- **About this exercise**
With pictures left out, set down exactly the lines that begin at the one containing "I'd appreciate your help finding the stone cap" and end with the last line of the entries below.

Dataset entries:
--- --- ---
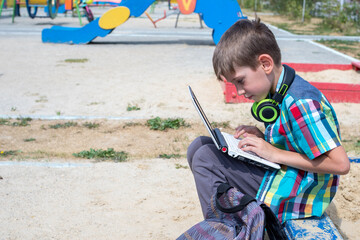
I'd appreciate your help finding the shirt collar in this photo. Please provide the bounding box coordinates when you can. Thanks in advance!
[275,66,285,92]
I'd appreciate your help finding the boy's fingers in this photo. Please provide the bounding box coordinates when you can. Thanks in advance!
[234,129,244,138]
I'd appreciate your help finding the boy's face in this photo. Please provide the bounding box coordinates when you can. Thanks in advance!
[222,64,272,102]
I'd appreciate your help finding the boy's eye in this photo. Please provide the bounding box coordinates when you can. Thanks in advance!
[237,79,244,84]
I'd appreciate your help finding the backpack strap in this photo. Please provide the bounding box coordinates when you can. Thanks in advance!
[261,203,287,240]
[215,183,256,214]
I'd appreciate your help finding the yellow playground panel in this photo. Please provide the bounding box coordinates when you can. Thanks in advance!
[1,0,25,8]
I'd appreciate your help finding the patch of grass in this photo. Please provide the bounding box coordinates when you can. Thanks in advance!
[123,122,143,128]
[175,163,189,169]
[1,117,33,127]
[316,39,360,59]
[35,96,48,103]
[49,121,78,129]
[65,58,88,63]
[0,118,10,125]
[88,102,104,106]
[0,150,19,157]
[127,104,141,111]
[146,117,189,131]
[24,138,36,142]
[83,122,100,129]
[342,139,360,155]
[159,153,182,159]
[13,117,32,126]
[73,148,128,162]
[211,121,230,129]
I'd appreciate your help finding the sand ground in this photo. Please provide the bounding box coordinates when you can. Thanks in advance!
[1,3,360,240]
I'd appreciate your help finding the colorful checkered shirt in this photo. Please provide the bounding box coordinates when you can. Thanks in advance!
[256,74,341,223]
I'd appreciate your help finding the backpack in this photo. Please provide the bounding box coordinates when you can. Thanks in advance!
[177,183,287,240]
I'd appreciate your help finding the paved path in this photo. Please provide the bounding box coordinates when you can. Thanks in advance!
[1,4,359,65]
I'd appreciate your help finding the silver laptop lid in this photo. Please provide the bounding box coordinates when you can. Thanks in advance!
[188,86,221,150]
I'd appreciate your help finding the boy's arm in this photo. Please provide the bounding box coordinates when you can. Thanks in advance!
[238,137,350,175]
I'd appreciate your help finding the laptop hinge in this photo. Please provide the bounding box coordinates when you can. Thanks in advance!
[214,128,228,153]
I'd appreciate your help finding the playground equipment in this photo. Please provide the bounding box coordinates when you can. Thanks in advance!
[42,0,247,44]
[0,0,21,22]
[0,0,94,23]
[26,0,60,18]
[64,0,94,25]
[0,0,62,20]
[42,6,129,43]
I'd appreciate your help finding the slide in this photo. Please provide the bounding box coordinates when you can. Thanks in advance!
[42,6,131,44]
[42,0,246,44]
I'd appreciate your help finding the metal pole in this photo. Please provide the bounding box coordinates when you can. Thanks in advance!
[340,0,344,11]
[302,0,306,22]
[12,0,16,22]
[0,0,6,17]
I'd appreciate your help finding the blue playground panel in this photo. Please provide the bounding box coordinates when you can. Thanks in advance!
[42,0,246,44]
[118,0,155,17]
[42,18,112,44]
[194,0,246,44]
[284,213,343,240]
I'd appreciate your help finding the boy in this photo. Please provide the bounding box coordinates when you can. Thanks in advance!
[187,19,350,223]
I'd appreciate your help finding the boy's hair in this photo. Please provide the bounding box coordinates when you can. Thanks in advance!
[213,18,281,80]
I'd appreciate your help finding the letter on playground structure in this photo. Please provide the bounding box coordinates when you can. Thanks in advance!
[177,0,196,14]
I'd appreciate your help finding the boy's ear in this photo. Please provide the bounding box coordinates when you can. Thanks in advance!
[258,54,274,74]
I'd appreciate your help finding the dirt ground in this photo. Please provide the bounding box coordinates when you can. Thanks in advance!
[1,3,360,240]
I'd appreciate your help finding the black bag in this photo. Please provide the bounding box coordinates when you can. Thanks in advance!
[177,183,287,240]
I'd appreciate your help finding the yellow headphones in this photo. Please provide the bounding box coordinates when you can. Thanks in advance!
[251,64,295,124]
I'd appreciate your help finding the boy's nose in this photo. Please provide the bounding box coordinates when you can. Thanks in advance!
[237,88,245,96]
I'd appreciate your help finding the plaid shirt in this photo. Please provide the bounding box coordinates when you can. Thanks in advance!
[256,74,341,223]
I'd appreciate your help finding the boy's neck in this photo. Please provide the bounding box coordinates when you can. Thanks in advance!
[270,65,284,94]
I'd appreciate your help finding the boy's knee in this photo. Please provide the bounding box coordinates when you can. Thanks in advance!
[191,144,219,171]
[187,136,213,169]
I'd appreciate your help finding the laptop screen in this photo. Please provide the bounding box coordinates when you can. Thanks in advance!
[188,86,220,149]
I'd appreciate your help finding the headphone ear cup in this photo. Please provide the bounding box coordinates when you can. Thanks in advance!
[251,102,262,122]
[256,101,280,123]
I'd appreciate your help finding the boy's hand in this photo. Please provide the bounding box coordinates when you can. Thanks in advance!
[234,125,264,139]
[238,136,279,163]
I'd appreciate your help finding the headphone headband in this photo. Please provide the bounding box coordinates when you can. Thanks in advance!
[271,64,295,106]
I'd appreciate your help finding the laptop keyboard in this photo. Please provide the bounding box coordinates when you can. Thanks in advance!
[221,132,270,164]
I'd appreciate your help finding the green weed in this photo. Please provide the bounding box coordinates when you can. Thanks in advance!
[65,58,88,63]
[147,117,189,131]
[0,118,10,125]
[49,121,78,129]
[316,39,360,60]
[83,122,100,129]
[175,163,189,169]
[211,121,230,129]
[0,150,19,157]
[342,139,360,155]
[12,117,32,126]
[1,117,33,127]
[24,138,36,142]
[73,148,128,162]
[159,153,182,159]
[127,104,141,111]
[123,122,143,128]
[35,96,48,103]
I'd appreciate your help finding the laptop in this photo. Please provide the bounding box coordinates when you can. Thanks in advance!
[188,86,280,171]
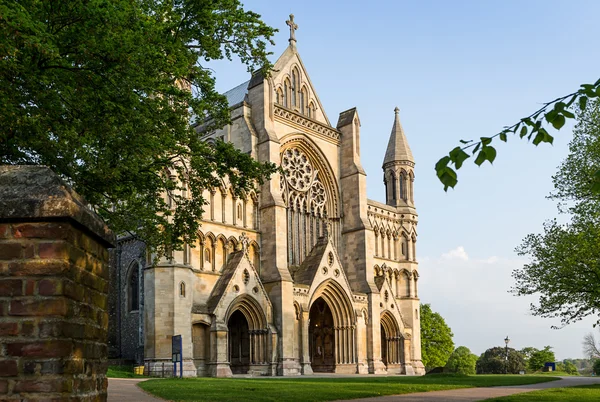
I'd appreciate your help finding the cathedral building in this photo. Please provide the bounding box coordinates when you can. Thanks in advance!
[108,15,424,377]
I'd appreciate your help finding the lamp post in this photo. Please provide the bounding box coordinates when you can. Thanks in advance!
[504,336,510,374]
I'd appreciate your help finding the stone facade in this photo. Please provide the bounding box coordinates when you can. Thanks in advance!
[0,166,114,401]
[109,18,425,377]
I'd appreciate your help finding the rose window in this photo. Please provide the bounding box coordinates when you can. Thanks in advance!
[282,148,313,192]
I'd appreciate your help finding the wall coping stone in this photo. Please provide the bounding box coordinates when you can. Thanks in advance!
[0,165,115,247]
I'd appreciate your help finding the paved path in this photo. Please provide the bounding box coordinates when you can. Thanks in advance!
[107,378,165,402]
[336,376,600,402]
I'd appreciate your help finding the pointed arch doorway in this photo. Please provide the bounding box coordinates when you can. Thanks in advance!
[380,311,404,373]
[228,310,250,374]
[309,297,335,372]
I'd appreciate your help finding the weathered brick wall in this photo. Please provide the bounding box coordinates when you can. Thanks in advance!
[0,166,114,401]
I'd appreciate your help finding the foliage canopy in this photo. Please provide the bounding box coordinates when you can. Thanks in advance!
[476,347,526,374]
[528,346,555,372]
[0,0,278,254]
[444,346,477,375]
[420,303,454,370]
[512,101,600,326]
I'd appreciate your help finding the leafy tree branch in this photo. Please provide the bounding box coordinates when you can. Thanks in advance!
[436,79,600,190]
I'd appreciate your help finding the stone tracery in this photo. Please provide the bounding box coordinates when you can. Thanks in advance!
[280,146,338,265]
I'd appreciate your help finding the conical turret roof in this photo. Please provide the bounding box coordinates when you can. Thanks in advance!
[383,107,414,167]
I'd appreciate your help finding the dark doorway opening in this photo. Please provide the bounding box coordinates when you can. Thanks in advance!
[228,310,250,374]
[381,324,388,366]
[309,297,335,372]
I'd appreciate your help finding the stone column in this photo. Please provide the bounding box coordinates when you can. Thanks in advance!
[403,338,415,375]
[208,321,232,377]
[300,312,313,374]
[0,166,115,401]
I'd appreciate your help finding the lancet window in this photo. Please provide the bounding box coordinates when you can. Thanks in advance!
[280,147,338,266]
[400,171,407,201]
[291,69,299,108]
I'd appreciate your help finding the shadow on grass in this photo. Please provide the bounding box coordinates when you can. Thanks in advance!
[138,374,560,402]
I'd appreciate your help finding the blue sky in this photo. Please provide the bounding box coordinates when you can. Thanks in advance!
[210,1,600,359]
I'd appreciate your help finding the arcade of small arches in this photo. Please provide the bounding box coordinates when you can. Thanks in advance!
[384,168,414,204]
[374,265,419,299]
[373,226,417,262]
[203,188,260,230]
[182,231,260,273]
[275,65,317,118]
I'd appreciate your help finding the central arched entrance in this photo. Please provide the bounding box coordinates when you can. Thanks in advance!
[228,310,250,374]
[309,297,335,372]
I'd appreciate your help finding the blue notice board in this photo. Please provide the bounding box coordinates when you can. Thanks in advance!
[172,335,183,378]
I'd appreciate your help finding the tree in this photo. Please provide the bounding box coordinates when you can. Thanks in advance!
[583,329,600,359]
[445,346,477,375]
[420,304,454,370]
[512,100,600,326]
[0,1,278,255]
[593,359,600,375]
[519,347,538,366]
[435,79,600,191]
[476,347,526,374]
[563,361,579,375]
[528,346,556,372]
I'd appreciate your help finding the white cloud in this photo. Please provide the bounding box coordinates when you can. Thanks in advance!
[441,246,469,261]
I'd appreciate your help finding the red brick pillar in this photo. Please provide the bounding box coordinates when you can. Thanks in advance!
[0,166,115,401]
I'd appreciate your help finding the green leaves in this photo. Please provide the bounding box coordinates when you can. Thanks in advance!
[436,80,600,191]
[474,145,496,166]
[0,0,277,256]
[421,304,455,370]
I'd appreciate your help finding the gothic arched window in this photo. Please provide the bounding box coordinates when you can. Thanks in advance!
[280,147,334,266]
[291,69,298,108]
[179,281,186,297]
[300,87,307,115]
[391,172,397,202]
[400,172,407,201]
[128,263,140,312]
[284,79,291,108]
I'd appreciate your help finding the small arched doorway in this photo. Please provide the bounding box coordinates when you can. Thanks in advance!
[309,297,335,372]
[228,310,250,374]
[380,311,404,372]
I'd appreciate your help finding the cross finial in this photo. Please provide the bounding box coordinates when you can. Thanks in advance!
[286,14,298,45]
[394,106,399,115]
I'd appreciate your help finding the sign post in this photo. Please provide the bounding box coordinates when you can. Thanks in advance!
[172,335,183,378]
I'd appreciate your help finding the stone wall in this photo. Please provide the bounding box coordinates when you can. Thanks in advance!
[107,237,145,364]
[0,166,114,401]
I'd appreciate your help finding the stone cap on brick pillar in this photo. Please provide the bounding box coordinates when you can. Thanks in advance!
[0,165,115,247]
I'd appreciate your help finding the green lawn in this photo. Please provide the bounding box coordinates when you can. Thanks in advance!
[138,374,559,402]
[107,365,145,378]
[484,384,600,401]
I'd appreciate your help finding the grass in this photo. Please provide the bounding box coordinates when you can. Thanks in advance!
[107,365,145,378]
[484,384,600,401]
[138,374,560,402]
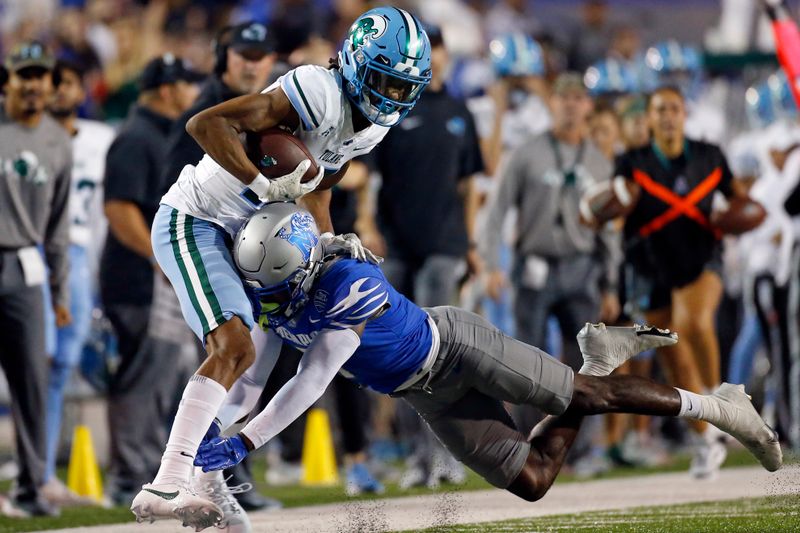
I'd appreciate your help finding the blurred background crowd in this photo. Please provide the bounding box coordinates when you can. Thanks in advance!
[1,0,800,520]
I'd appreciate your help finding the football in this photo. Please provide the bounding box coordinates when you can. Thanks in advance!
[711,196,767,235]
[246,128,320,183]
[579,176,642,226]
--- --- ---
- **Response box**
I'd appreciate your help finding the stone cap on brick pillar in this photo. Please provide the bounding box coordinates when you can. Thanks in advance!
[0,165,115,247]
I'd appreciate your help finding the green lawn in this photo. Please provide the bounding box coordinates when you can. Thanks in advance!
[138,374,559,402]
[107,365,145,378]
[484,384,600,401]
I'd appreciate your help finding the grass in this photo. Please provide the bounding box coordinates when you can. Thanks in advance!
[107,365,145,378]
[484,384,600,401]
[138,374,560,402]
I'd appreciate your help finding the blurred background crowd in this photo. Please provide the bounding box coordinates when you can. Thanks in advance!
[1,0,800,520]
I'd appreciate your help finding the football in this photo. Please provide the bounding box coordinates when you can. Thanks in advance!
[711,196,767,235]
[246,128,320,183]
[579,176,642,226]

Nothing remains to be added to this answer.